◆ **What you have to do**:
Within the data that follows, set down exactly the lines from the one containing "Is there any christmas" through the one containing "Is there any santa", both ends included.

◆ **Data listing**:
Content starts

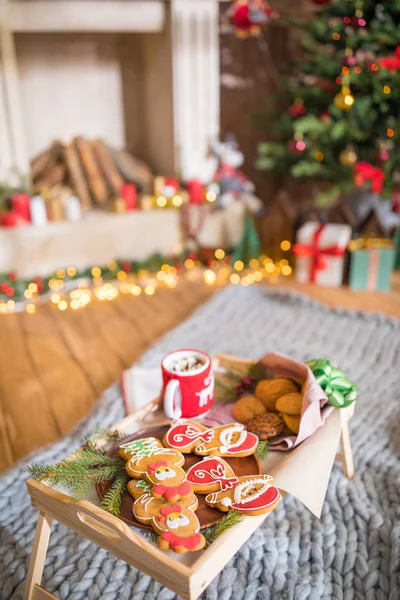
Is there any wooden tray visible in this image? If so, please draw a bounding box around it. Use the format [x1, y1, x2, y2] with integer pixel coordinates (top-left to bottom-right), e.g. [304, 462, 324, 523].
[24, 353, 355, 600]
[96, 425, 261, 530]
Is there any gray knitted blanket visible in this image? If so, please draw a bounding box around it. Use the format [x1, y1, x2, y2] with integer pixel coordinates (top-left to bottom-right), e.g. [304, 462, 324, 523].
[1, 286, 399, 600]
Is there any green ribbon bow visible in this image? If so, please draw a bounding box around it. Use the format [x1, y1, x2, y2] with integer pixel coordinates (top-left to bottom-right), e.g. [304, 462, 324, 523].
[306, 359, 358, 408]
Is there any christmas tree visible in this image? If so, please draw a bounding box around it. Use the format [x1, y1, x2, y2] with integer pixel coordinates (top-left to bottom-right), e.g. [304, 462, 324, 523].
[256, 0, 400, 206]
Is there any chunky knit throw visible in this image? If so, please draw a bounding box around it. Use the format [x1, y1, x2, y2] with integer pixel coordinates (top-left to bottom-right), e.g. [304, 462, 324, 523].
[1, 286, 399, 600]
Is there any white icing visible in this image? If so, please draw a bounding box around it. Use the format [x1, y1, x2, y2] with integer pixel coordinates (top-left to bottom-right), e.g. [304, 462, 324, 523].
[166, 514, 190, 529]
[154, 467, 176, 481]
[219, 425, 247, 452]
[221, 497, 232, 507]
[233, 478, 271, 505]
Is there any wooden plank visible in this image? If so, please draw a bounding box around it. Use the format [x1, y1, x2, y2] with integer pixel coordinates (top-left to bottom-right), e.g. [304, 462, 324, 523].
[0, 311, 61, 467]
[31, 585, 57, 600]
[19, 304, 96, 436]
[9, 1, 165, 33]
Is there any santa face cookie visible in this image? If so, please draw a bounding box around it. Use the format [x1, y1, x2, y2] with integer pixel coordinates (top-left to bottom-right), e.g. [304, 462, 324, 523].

Content ends
Content starts

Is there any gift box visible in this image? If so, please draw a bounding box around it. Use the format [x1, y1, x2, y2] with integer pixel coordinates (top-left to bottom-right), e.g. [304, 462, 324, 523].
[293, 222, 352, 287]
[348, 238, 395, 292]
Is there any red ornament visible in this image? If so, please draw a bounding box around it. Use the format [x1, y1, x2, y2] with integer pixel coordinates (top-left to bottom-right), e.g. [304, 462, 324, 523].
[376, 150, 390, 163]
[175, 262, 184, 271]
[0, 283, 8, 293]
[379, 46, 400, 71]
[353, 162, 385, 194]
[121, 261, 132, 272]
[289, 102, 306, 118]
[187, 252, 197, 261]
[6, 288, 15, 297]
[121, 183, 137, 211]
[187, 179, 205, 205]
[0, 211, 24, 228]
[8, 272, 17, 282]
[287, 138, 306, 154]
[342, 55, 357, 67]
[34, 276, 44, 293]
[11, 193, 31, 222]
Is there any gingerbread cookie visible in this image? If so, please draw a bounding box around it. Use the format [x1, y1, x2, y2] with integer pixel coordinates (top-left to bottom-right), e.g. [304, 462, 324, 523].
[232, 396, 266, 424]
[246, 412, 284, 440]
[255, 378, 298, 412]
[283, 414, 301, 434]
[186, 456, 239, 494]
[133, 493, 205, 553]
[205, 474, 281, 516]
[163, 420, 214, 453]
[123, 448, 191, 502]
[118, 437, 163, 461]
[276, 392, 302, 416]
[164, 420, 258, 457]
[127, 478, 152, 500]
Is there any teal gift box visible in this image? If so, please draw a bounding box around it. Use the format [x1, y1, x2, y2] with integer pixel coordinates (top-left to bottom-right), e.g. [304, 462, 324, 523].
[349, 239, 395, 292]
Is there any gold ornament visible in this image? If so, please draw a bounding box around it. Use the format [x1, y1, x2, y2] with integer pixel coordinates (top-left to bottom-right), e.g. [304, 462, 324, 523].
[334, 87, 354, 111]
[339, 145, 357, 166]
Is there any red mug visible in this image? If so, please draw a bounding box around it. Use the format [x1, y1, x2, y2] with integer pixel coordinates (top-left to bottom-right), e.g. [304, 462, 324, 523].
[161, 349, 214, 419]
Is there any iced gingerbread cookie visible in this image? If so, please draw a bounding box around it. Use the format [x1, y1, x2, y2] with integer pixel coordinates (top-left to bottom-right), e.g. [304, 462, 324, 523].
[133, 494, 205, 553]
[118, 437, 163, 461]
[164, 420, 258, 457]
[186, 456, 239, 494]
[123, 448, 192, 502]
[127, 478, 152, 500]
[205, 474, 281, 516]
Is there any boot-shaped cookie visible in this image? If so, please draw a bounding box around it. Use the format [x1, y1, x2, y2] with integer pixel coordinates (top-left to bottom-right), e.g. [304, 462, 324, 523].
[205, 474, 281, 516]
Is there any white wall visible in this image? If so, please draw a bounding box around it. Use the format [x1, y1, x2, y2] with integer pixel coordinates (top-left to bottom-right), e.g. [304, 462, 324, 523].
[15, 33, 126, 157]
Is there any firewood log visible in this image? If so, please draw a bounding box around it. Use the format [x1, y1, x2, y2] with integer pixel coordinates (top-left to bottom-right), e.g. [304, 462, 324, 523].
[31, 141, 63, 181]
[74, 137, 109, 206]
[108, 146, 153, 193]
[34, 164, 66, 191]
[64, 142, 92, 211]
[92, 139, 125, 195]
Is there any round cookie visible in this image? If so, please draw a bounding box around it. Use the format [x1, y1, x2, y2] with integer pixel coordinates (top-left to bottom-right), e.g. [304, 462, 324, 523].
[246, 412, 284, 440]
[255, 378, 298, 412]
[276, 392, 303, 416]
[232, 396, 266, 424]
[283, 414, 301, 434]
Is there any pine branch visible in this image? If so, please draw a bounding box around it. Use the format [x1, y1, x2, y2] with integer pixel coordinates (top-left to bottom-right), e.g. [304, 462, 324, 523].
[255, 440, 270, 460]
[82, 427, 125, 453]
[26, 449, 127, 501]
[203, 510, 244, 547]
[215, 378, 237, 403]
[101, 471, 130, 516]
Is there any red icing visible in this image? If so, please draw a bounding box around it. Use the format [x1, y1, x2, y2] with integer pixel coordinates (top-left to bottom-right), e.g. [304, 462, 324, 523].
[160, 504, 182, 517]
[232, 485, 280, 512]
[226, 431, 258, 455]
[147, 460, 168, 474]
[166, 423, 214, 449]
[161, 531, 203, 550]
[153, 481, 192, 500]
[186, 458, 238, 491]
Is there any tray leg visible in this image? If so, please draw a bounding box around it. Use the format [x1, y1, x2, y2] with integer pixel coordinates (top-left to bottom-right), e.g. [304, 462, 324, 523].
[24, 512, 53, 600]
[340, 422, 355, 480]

Content ends
Content starts

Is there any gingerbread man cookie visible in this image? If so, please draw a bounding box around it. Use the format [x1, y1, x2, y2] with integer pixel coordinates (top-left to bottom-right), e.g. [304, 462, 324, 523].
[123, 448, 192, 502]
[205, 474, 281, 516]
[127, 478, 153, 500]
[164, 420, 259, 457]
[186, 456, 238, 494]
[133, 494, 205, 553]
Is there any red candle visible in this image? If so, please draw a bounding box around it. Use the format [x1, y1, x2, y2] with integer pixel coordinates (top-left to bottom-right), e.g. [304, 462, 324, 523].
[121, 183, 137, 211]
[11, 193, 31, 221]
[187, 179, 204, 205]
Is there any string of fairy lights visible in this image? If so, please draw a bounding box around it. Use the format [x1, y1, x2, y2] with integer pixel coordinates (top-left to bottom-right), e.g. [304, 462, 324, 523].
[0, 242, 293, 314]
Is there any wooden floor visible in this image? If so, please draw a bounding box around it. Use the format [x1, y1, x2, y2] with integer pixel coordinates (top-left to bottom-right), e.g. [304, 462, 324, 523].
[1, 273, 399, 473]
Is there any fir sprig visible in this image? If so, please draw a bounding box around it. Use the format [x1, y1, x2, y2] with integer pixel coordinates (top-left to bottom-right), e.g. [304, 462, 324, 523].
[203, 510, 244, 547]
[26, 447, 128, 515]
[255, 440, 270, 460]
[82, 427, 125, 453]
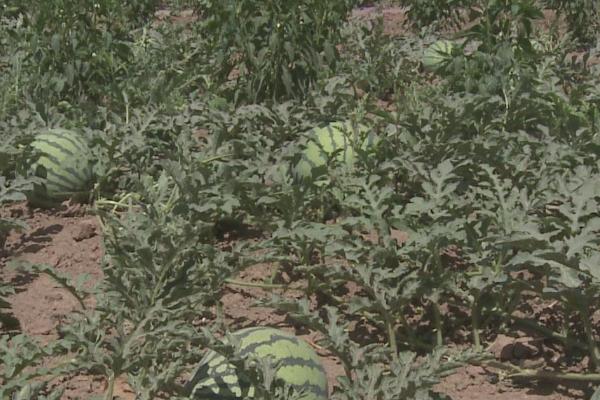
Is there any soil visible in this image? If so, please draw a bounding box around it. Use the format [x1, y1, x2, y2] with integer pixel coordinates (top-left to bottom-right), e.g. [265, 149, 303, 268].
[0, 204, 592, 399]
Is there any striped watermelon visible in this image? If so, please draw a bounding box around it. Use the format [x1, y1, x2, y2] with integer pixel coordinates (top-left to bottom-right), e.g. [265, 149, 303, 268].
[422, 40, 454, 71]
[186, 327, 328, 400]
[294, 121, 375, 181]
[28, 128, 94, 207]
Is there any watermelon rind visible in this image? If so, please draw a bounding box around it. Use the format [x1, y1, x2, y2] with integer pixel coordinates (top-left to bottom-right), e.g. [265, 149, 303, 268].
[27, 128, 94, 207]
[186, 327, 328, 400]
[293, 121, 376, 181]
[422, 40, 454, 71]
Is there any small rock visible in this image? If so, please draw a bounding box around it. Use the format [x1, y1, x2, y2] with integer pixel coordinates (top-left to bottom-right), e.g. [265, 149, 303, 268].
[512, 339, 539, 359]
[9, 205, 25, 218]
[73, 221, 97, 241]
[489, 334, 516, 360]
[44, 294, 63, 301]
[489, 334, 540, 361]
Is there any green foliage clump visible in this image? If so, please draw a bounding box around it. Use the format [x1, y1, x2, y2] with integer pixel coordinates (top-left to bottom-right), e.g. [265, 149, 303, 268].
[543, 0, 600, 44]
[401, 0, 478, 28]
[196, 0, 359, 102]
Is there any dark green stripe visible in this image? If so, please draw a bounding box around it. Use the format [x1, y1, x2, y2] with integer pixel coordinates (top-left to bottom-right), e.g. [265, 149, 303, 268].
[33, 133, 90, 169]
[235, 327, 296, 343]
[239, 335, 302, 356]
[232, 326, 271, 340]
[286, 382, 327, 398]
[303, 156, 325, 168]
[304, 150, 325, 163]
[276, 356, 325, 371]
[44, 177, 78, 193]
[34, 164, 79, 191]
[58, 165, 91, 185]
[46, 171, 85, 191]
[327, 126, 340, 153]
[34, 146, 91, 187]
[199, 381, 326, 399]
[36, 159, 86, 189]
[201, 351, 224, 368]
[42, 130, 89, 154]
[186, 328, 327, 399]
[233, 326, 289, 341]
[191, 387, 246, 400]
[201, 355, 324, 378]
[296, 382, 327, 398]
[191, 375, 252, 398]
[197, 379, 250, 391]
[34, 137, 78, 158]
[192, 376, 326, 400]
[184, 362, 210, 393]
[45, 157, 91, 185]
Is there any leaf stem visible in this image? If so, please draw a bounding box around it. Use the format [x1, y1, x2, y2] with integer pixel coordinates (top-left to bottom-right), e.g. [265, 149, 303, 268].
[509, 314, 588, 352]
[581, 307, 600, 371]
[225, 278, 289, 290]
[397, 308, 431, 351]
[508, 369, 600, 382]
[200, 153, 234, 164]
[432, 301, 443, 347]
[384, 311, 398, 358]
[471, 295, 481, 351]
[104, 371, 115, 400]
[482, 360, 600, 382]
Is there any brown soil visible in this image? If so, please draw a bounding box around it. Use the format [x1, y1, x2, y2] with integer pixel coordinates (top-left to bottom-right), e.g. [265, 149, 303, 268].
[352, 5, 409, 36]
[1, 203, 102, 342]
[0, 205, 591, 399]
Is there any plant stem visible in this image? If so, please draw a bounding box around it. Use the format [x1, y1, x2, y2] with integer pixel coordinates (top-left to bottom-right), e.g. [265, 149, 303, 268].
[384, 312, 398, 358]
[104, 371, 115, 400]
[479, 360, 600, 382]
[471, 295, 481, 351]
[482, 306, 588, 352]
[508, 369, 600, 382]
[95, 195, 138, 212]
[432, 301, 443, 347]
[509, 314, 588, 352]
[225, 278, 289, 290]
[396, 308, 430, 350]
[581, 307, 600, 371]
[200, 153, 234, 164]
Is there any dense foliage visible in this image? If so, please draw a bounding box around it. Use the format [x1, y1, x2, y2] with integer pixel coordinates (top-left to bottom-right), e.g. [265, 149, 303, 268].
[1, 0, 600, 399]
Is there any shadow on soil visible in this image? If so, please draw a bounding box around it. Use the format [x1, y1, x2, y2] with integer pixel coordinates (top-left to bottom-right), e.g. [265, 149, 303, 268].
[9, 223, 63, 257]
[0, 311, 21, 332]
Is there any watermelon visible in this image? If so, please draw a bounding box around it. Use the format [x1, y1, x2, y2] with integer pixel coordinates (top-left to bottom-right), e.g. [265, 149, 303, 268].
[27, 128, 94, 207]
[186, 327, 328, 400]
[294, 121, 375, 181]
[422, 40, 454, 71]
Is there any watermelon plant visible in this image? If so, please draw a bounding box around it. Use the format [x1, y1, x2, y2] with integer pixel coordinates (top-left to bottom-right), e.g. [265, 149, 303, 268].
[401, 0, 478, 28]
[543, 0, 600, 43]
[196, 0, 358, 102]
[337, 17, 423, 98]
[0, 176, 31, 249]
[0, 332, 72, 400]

Content ends

◆ **Written reply**:
Is there any christmas tree visible in this image? If so, please draw a bounding box around it. Use the format [x1, y1, x2, y2] with integer pixel coordinates (top-left to bottom-right), e.g. [304, 462, 324, 523].
[256, 0, 400, 206]
Is there any chunky knit throw visible in this image? If so, please draw a bounding box around it. Use the format [x1, y1, x2, y2] with integer pixel coordinates (top-left to bottom-right), e.g. [304, 462, 324, 523].
[1, 286, 399, 600]
Is there any white icing visible in this image? If so, please draw a bounding box around it. Use the format [x1, y1, x2, y2] with integer pixel coordinates (top-left to bottom-right), e.g. [304, 462, 324, 523].
[166, 514, 190, 529]
[154, 467, 176, 481]
[219, 425, 247, 452]
[221, 497, 232, 507]
[233, 478, 271, 505]
Is there any wooden plank visible in this image? If so, please draw a bounding box around it. Use the format [x1, y1, x2, y2] with integer pixel coordinates (top-left to bottom-right), e.g. [304, 462, 324, 523].
[0, 311, 61, 467]
[31, 585, 57, 600]
[19, 304, 96, 436]
[9, 1, 165, 33]
Is there any santa face cookie visible in this image? If so, please draw a bounding box around it. Use the format [x1, y1, x2, y2] with integer pixel coordinates (top-left to bottom-right), e.g. [304, 462, 324, 523].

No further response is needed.